Text segment
Hierarchical agentic theorem provers achieve exponentially lower sample complexity than flat ones when proofs contain reusable substructures.

A machine-rendered reading of the paper's core claim, the machinery that carries it, and where it could break.

The paper models proof search as a deterministic finite-horizon MDP and derives sample complexity bounds for offline imitation learning from teacher proof traces. It shows that a hierarchical learner, which represents proofs as reusable DAGs, avoids the exponential duplication of hard local arguments that a flat learner encounters in inlined traces. This leads to exponentially smaller sufficient-sample certificates for the hierarchical approach. A reader would care because it explains statistically why introducing intermediate lemmas can help rather than hinder learned provers in domains with repeated subproofs.

Core claim

When flattening duplicates the same hard local argument exponentially many times, the sufficient-sample certificate produced by our bounds can be exponentially smaller for the hierarchical learner that predicts a reusable proof DAG and solves each shared block once.

What carries the argument

The sufficient-sample certificate from imitation learning bounds depending on average teacher proof length, local action predictability, and student accuracy.

If this is right

Flat learners suffer exponential blowup in training data size due to repeated subproofs.
Hierarchical learners solve shared blocks once, keeping sample needs linear in unique subproblems.

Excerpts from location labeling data

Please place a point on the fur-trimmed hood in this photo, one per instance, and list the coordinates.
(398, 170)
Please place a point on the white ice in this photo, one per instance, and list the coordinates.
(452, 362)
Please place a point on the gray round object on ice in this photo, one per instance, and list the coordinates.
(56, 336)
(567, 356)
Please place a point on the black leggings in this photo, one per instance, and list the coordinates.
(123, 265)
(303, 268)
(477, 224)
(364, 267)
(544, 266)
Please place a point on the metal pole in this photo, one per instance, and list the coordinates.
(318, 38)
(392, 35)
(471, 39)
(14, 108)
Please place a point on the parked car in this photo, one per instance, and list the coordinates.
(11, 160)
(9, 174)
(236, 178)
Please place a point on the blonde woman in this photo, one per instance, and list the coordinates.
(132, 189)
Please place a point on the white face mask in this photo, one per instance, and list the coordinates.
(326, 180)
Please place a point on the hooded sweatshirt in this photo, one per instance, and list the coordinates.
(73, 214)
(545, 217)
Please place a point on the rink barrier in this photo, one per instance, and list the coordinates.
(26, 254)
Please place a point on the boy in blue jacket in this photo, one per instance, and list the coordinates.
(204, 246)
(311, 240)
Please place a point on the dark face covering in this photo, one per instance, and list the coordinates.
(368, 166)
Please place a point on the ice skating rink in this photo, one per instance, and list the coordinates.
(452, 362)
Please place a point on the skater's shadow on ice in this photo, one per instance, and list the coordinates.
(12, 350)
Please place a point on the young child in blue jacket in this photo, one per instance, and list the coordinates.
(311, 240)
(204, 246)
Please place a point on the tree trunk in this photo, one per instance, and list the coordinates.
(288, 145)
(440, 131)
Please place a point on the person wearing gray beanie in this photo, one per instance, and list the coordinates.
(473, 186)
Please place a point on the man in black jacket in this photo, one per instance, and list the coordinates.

What is asked
1 - Please extract the passage of the summary on hierarchical theorem provers between "When flattening duplicates" and "shared block once.", inclusive.
2 - Write what comes next in the summary on hierarchical theorem provers, picking up after its final sentence.
This material comes from a separate source.

Outputs
1 -
When flattening duplicates the same hard local argument exponentially many times, the sufficient-sample certificate produced by our bounds can be exponentially smaller for the hierarchical learner that predicts a reusable proof DAG and solves each shared block once.

2 -
The separation is largest when the same difficult local prediction appears at many depths in the proof tree.
Verifier-based theorem proving benefits from structure that allows reuse in the learned policy.

Where Pith is reading between the lines

These are editorial extensions of the paper, not claims the author makes directly.

If proof datasets have high reuse, hierarchical methods should show clear sample efficiency gains in experiments.
This framework could be extended to compare online reinforcement learning versions of flat and hierarchical provers.
Domains like algebraic geometry with many similar lemmas might exhibit the largest practical benefits.

Load-bearing premise

The training data consists of successful verified proof traces with sufficiently predictable local actions and reusable structure.

What would settle it

A dataset of theorem proofs where subproofs repeat exponentially but the empirical sample complexity for flat and hierarchical learners shows no exponential gap.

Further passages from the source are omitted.